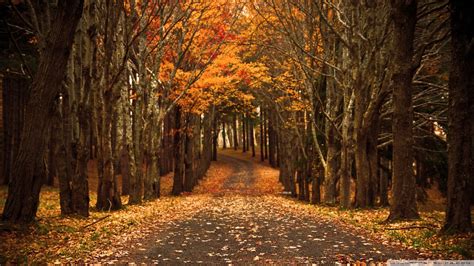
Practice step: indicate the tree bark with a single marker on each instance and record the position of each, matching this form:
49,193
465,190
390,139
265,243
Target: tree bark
23,193
403,205
460,119
235,132
178,148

------------------------

__Task to complete__:
Copy the text of the items above line for line, with no changes, and leave out the pictures.

__Reply__:
Practice step: indicate the tree bark with a single marker on each instance and record the position of each, matching this form:
49,193
465,190
390,139
265,243
Target: tree bark
23,193
403,205
460,119
235,132
178,148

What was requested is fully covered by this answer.